# PARTS OF THE EXERCISE
A - Say whether each statement agrees with the article on remote team communication, giving yes or no and quoting the deciding words: (i) it recommends sending recaps with action items after each meeting; (ii) it advises against using emojis in work messages; (iii) it says poor digital body language can harm psychological safety.
B - Extend the article on remote team communication past its final sentence by writing the next section, which covers another sign of poor communication on a remote team.

# SOURCE

● ● ● ● ●

14 signs of poor remote team communication: excessive meetings, insufficient tools, vague emails, etc. Discover solutions for these issues.

By
Daniel Htut

Too Many Meetings

Having too many meetings is one of the clearest signs that a remote team's communication is ineffective. Meetings eat up time that could otherwise be spent on focused, productive work. Additionally, it's difficult for team members to stay fully engaged in meetings that are very frequent or excessively long.

Frequent status update meetings and recurring sync meetings are often not the best use of everyone's time. Many meetings end up being called when the information could have been shared through other asynchronous communication channels like email or chat.

The solution is to carefully evaluate which meetings are truly necessary and productive. Consider switching some meetings to asynchronous communications or decreasing their frequency. When meetings are held, make sure they have a clear purpose and agenda, and keep them as concise as possible. Send recaps with action items after each meeting to align understanding.

With more purposeful and succinct meetings, your remote team can communicate key information effectively while having more time for individual work.

Not Considering Digital Body Language

Remote teams rely heavily on digital communication, which can make it difficult to convey tone, emotion, and other nuances. Without the benefit of body language and facial expressions, messages can easily be misinterpreted or come across differently than intended.

Poor digital body language skills on a remote team can lead to misunderstandings, confusion, and damaged relationships. It can also harm psychological safety if team members feel uncomfortable expressing themselves or unsure how their messages will be received.

Some tips for improving digital body language include:

  • Using emojis, GIFs and tone indicators to convey emotion
  • Adding some personality to messages to come across warm and approachable
  • Being explicit in conveying appreciation and praise since it's hard to do non-verbally
  • Mirroring the tone and formality of others' messages
  • Reading messages from others' perspectives before reacting

Making an effort to develop strong digital body language helps build trust and psychological safety on a remote team. It also reduces miscommunications that can waste time and cause frustration.

● ● ● ● ●

# MATERIAL

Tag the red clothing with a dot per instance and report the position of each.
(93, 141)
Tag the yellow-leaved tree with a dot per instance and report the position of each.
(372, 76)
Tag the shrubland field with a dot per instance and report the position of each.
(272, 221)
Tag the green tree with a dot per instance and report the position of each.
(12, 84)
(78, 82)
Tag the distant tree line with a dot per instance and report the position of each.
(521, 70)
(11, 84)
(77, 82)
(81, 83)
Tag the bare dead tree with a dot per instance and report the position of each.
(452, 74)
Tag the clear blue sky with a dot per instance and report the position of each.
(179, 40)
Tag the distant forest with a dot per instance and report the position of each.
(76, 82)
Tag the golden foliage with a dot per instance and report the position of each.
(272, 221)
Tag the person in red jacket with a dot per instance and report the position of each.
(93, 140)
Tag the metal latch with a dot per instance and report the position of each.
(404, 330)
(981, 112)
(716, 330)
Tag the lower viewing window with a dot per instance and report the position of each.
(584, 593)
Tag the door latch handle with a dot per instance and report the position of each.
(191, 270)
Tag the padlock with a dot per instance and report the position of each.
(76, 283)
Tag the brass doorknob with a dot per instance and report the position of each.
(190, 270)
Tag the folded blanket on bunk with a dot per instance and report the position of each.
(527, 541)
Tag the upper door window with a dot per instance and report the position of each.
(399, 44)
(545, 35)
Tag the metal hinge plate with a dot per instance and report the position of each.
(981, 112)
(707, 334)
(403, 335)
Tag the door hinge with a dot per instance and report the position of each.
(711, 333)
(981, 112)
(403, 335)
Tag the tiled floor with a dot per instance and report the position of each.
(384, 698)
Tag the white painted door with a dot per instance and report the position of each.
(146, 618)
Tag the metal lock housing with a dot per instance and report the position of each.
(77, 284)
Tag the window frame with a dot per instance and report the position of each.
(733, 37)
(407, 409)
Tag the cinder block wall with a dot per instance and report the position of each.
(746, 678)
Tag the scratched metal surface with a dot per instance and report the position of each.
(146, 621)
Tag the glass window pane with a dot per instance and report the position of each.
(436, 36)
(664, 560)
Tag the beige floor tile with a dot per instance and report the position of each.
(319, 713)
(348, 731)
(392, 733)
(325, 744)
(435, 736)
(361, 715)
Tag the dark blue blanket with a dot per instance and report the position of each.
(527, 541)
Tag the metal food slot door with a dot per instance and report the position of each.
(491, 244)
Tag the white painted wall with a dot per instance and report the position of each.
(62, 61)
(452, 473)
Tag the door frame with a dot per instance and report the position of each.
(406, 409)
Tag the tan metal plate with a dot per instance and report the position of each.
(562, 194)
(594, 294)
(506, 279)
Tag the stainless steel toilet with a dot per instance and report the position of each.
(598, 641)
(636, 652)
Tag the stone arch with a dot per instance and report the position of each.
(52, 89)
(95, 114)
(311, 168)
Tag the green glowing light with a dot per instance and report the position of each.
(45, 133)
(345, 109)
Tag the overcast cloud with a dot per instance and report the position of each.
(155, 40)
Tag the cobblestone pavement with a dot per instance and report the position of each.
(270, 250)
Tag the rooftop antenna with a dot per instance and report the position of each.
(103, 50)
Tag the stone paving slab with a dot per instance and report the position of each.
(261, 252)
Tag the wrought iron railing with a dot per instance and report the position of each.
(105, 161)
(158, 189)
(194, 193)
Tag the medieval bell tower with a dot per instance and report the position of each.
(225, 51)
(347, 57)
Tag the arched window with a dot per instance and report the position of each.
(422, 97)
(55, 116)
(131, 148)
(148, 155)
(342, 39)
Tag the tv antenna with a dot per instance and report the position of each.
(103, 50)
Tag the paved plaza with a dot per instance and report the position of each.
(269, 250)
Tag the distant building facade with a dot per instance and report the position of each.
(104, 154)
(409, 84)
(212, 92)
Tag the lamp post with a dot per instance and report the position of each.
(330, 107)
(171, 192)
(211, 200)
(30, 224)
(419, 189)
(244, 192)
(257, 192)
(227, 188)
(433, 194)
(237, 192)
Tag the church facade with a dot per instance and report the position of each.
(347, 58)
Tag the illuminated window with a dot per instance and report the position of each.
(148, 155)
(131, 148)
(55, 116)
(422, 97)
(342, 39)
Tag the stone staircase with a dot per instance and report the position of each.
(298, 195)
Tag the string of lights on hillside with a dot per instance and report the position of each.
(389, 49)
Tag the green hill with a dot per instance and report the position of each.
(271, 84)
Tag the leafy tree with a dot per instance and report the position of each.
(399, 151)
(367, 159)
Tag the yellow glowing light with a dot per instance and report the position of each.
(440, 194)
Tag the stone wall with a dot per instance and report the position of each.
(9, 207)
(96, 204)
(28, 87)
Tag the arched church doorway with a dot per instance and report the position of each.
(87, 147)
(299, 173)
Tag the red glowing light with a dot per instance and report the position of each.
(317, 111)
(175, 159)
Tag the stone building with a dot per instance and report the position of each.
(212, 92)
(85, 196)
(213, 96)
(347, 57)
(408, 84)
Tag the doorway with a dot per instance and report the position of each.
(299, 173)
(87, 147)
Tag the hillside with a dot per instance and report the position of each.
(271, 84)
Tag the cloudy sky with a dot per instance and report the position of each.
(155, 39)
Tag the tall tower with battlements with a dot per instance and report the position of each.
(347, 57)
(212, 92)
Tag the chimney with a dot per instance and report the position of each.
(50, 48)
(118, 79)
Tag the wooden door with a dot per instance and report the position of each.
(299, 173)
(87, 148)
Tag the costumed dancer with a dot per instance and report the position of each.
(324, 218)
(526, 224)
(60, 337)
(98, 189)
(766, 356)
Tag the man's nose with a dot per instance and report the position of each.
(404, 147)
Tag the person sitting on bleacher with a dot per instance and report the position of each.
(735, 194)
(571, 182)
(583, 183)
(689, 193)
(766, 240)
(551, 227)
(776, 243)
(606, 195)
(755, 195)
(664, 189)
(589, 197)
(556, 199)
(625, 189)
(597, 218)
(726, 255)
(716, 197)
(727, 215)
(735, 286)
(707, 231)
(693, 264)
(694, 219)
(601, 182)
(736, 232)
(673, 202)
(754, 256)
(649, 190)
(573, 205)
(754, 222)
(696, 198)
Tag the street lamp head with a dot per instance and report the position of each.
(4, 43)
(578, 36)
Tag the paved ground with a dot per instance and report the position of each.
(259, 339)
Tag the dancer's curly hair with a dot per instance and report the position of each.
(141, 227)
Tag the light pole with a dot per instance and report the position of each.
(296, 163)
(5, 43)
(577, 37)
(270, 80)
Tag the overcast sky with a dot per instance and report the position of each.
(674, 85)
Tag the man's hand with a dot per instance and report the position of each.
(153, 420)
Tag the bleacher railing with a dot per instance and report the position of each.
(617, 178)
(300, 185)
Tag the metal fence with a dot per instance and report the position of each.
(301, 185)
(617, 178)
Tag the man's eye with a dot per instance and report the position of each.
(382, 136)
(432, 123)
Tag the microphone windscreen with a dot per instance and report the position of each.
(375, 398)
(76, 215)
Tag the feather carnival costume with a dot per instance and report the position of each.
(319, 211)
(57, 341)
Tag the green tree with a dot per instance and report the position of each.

● ● ● ● ●

# RESPONSES PER TASK
A -
(i) Yes: "Send recaps with action items after each meeting to align understanding."
(ii) No: "Using emojis, GIFs and tone indicators to convey emotion"
(iii) Yes: "It can also harm psychological safety if team members feel uncomfortable expressing themselves or unsure how their messages will be received."

B -
Lack of Participation in Meetings

A lack of participation during online meetings is a major warning sign that your remote team is communicating ineffectively. When team members stay silent or disengaged during meetings, you miss out on valuable perspectives and input that could lead to better solutions.

Without full participation, your team's ability to collaborate and make decisions together suffers. Quiet or distracted team members during meetings can indicate low levels of engagement and morale overall.

Some potential reasons for poor participation in meetings include:

  • Team members feel their perspectives won't be valued or considered
  • An unfriendly or unsupportive team culture
  • Lack of psychological safety to speak up
  • Meetings lack clear purpose or agenda
  • Too many meetings leaving people disengaged
  • Video fatigue from constant video calls

To boost participation, focus on building psychological safety so everyone feels comfortable contributing. Send agendas ahead of meetings so people can prepare. Have the meeting leader or facilitator draw out quiet team members by directly asking for their thoughts. Limit meetings to only when necessary and keep them focused. Encourage people to turn cameras on to stay engaged. Ultimately, full participation leads to better collaboration, decisions, and innovation.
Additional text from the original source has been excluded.